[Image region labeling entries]
****************************************

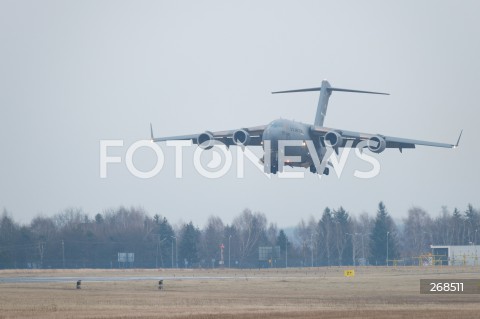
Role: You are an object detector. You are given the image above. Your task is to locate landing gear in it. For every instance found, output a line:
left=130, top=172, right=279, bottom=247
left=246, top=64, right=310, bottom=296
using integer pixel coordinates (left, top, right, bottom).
left=323, top=167, right=330, bottom=175
left=310, top=164, right=330, bottom=175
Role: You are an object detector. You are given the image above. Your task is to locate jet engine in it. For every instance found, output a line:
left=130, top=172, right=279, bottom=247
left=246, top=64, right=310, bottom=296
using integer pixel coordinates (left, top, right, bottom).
left=232, top=130, right=250, bottom=146
left=197, top=131, right=215, bottom=150
left=323, top=131, right=343, bottom=149
left=367, top=135, right=387, bottom=153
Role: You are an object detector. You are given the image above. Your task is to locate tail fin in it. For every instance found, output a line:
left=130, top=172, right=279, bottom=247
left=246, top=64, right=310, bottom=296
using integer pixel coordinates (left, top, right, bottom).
left=272, top=80, right=390, bottom=126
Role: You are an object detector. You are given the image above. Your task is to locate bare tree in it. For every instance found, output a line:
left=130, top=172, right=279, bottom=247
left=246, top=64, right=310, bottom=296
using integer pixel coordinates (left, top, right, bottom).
left=403, top=207, right=433, bottom=257
left=233, top=209, right=267, bottom=261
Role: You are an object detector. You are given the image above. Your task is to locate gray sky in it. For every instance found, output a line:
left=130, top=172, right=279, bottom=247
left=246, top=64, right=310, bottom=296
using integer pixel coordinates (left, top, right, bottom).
left=0, top=0, right=480, bottom=227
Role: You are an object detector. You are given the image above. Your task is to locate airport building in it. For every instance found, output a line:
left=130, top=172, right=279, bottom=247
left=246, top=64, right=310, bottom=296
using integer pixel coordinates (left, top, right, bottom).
left=430, top=245, right=480, bottom=266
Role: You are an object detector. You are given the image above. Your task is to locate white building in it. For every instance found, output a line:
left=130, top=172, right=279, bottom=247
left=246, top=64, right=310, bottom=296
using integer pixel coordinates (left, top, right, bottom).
left=430, top=245, right=480, bottom=266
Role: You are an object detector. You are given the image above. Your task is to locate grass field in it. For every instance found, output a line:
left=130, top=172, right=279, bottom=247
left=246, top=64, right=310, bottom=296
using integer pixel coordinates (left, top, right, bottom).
left=0, top=267, right=480, bottom=319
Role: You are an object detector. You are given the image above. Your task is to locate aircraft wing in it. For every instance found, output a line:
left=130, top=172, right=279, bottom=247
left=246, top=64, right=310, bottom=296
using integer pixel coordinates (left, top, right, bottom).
left=150, top=124, right=267, bottom=146
left=310, top=125, right=463, bottom=151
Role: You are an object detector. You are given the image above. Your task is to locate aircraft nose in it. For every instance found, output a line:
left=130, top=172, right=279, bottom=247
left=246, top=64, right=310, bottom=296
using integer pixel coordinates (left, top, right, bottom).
left=262, top=126, right=278, bottom=151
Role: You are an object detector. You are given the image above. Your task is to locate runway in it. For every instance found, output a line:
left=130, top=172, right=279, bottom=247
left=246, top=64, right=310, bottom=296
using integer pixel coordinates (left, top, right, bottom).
left=0, top=276, right=236, bottom=284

****************************************

▸ **YOUR OBJECTIVE**
Reproduce all of the data above word for word, omitting the pictures.

▸ **FULL ANSWER**
Role: You are an object detector. You are given the image above. Your task is to locate landing gear in it. For every instance found, output a line:
left=130, top=172, right=279, bottom=247
left=246, top=64, right=310, bottom=296
using integer pixel coordinates (left, top, right, bottom).
left=323, top=167, right=330, bottom=175
left=310, top=164, right=330, bottom=175
Role: You are an object detector. You are given the image above. Your task is to locate jet engine in it. For every instance found, output a line:
left=130, top=172, right=279, bottom=247
left=246, top=64, right=310, bottom=296
using integer pixel coordinates (left, top, right, bottom).
left=232, top=130, right=250, bottom=146
left=197, top=131, right=215, bottom=150
left=323, top=131, right=343, bottom=149
left=367, top=135, right=387, bottom=153
Role: You are an object detector. You are given the image above. Your task is to locate tail fin in it. For every instance found, output a line:
left=130, top=172, right=279, bottom=247
left=246, top=64, right=310, bottom=296
using integer pixel coordinates (left, top, right, bottom).
left=272, top=80, right=390, bottom=126
Role: You are an object detector. You are given the image above. Your task is to locate bare tree in it. For every instance found, output a line:
left=130, top=172, right=279, bottom=247
left=246, top=64, right=310, bottom=296
using integer pixel coordinates (left, top, right, bottom).
left=403, top=207, right=433, bottom=257
left=233, top=209, right=267, bottom=261
Role: You are an object detector. You are given the image above. Your task is to locate gray sky in it. For every instance found, output a line:
left=130, top=172, right=279, bottom=247
left=246, top=64, right=310, bottom=296
using integer pixel coordinates (left, top, right, bottom).
left=0, top=0, right=480, bottom=227
Role: You are an object detector. You are given the image above. Your task is to locate airport building in it. For every instance found, output a line:
left=130, top=172, right=279, bottom=247
left=246, top=64, right=310, bottom=296
using integer pixel coordinates (left, top, right, bottom).
left=430, top=245, right=480, bottom=266
Role: You are an object detector. You are given the image above. Your task is to locate white building in it. For every instance found, output a line:
left=130, top=172, right=279, bottom=247
left=246, top=64, right=310, bottom=296
using integer pixel coordinates (left, top, right, bottom).
left=430, top=245, right=480, bottom=266
Role: You are an object detector. You are given the image above. Your task is to locate grass field in it. For every instance found, output a line:
left=130, top=172, right=279, bottom=247
left=246, top=64, right=310, bottom=296
using integer pixel coordinates (left, top, right, bottom).
left=0, top=267, right=480, bottom=319
Role: You are an object detector. You are given the image above. Your task is to locate aircraft wing in it. For every instance found, output a line:
left=130, top=172, right=279, bottom=247
left=246, top=64, right=310, bottom=296
using integer pixel coordinates (left, top, right, bottom).
left=150, top=124, right=267, bottom=146
left=310, top=125, right=463, bottom=151
Role: You are an object detector. You are given the image above. Your task is to locate aircraft nose in it. For every instance found, output a line:
left=130, top=172, right=279, bottom=247
left=246, top=64, right=310, bottom=296
using integer pixel coordinates (left, top, right, bottom).
left=262, top=126, right=278, bottom=151
Role: You are an object detector. You are given the image above. Your task is to locate runway in it. For every instance found, output a line:
left=130, top=172, right=279, bottom=247
left=246, top=64, right=310, bottom=296
using integer pixel coordinates (left, top, right, bottom).
left=0, top=276, right=236, bottom=284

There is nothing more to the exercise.